> **Problem statement**
Retype the material below, starting at the line that contains "Annotation task — mark the blue informational" and continuing through its final line, with both ends included. Keep each line unchanged.

> **Listing**
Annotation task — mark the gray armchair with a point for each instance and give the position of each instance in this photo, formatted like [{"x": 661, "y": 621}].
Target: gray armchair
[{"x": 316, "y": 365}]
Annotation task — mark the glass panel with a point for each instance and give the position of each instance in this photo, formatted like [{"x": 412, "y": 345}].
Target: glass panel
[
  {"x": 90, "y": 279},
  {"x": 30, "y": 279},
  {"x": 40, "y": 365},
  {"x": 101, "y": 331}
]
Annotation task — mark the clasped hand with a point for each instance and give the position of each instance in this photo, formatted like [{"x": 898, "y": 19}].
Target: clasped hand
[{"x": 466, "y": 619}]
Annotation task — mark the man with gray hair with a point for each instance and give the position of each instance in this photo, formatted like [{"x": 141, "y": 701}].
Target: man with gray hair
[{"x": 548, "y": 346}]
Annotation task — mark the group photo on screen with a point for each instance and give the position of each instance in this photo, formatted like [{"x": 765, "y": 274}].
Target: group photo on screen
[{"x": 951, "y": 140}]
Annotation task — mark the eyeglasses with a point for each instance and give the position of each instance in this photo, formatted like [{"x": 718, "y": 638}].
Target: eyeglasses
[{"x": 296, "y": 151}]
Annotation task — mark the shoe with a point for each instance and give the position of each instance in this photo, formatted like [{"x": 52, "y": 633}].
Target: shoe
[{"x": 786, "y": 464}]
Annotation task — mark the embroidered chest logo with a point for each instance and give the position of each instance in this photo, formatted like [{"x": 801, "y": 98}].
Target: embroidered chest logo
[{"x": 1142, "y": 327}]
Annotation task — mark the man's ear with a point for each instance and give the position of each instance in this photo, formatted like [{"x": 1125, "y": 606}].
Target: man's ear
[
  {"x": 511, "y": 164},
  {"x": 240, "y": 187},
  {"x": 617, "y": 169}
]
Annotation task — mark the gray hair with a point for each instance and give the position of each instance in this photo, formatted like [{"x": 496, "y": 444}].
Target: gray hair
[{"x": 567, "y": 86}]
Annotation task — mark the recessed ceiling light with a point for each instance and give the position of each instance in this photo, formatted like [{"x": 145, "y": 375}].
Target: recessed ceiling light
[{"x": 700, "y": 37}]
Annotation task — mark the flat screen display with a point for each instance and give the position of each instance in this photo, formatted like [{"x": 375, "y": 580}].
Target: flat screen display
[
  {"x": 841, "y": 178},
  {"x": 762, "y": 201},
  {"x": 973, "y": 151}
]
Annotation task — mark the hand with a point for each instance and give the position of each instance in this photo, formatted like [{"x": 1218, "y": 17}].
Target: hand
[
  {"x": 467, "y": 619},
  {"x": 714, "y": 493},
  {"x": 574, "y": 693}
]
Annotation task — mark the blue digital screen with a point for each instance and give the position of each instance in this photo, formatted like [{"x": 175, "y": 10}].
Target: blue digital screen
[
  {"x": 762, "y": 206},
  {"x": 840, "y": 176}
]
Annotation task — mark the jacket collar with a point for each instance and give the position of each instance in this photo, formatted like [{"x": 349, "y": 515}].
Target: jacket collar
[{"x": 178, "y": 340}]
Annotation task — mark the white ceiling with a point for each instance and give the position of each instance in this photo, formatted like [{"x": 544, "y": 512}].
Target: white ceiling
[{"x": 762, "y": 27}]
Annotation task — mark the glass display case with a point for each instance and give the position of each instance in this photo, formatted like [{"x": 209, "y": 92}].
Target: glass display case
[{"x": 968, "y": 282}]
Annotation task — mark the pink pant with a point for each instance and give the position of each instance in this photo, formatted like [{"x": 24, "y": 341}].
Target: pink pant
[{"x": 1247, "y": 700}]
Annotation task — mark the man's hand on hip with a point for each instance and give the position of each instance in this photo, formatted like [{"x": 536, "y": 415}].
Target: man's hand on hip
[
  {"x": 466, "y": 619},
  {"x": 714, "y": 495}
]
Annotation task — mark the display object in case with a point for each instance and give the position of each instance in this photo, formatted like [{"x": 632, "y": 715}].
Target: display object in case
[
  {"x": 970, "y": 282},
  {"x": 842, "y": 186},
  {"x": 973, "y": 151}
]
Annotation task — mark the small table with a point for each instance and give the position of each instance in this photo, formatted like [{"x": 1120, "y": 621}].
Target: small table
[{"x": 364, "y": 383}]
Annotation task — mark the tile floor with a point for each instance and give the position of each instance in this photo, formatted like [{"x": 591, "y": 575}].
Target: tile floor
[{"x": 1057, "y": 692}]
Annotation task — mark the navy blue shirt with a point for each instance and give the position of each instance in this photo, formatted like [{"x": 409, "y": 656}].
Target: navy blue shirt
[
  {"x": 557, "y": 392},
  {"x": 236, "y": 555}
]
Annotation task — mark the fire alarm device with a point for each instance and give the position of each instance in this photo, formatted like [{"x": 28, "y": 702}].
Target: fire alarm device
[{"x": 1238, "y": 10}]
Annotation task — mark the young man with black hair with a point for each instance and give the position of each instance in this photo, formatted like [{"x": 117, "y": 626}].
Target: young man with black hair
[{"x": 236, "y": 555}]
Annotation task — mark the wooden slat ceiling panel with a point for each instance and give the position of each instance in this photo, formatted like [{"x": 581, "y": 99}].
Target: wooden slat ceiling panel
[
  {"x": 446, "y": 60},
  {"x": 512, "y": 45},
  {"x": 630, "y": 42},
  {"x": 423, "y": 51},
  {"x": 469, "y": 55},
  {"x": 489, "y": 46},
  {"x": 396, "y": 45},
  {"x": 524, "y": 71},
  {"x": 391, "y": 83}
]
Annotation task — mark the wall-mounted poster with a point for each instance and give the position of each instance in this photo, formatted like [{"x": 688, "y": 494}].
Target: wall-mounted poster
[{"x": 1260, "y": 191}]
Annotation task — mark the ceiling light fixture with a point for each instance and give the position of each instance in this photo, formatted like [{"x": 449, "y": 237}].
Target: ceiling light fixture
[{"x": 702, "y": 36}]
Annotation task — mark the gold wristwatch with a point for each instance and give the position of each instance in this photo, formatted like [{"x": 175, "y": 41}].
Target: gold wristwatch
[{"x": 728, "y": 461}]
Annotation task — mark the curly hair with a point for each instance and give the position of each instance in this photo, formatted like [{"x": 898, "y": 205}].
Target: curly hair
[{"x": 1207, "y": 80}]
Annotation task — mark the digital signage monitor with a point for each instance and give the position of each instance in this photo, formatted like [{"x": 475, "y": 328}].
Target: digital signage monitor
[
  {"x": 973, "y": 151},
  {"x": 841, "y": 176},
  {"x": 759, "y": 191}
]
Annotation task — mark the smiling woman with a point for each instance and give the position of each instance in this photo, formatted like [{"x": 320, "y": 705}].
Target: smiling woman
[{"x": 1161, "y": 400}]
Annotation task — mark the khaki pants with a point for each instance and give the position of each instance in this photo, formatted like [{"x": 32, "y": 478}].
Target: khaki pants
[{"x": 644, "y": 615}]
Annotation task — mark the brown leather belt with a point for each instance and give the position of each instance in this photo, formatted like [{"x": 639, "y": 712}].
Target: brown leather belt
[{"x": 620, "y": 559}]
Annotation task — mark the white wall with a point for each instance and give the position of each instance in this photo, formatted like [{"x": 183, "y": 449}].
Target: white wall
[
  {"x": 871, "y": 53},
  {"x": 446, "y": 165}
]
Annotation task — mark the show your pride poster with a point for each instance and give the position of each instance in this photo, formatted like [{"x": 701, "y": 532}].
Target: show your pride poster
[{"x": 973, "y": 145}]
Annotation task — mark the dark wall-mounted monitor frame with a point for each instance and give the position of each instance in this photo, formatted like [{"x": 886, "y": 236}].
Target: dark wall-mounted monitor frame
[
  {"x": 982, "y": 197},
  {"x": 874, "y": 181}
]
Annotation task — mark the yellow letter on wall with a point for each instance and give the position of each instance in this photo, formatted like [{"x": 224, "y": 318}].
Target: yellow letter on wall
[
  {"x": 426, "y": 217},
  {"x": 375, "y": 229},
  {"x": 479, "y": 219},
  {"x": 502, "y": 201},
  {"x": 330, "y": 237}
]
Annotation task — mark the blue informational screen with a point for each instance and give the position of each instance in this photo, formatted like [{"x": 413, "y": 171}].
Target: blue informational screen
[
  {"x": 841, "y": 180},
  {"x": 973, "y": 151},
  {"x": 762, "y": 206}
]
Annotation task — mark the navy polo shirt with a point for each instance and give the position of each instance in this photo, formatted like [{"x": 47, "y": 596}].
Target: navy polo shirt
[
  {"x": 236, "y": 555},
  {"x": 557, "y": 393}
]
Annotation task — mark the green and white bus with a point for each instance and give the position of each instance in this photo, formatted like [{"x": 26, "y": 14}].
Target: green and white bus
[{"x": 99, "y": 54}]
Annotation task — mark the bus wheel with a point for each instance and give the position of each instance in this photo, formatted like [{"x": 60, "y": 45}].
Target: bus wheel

> **Response**
Annotation task — mark the blue informational screen with a point for each instance and give the position of each instance in this photo, formatted like [{"x": 413, "y": 171}].
Target: blue informational screen
[
  {"x": 841, "y": 180},
  {"x": 973, "y": 151},
  {"x": 762, "y": 206}
]
Annotation task — mark the navy polo shirt with a point for each instance and give the position of each instance in this photo, formatted like [{"x": 47, "y": 596}].
Target: navy polo shirt
[
  {"x": 236, "y": 555},
  {"x": 557, "y": 393}
]
Annotation task — mark the green and white bus with a point for each instance and give the position of each instance in this photo, formatted like [{"x": 26, "y": 14}].
Target: green and white bus
[{"x": 99, "y": 54}]
Annotation task — mark the bus wheel with a point for each instance and give the position of each instance in this photo, formatted like [{"x": 60, "y": 45}].
Target: bus wheel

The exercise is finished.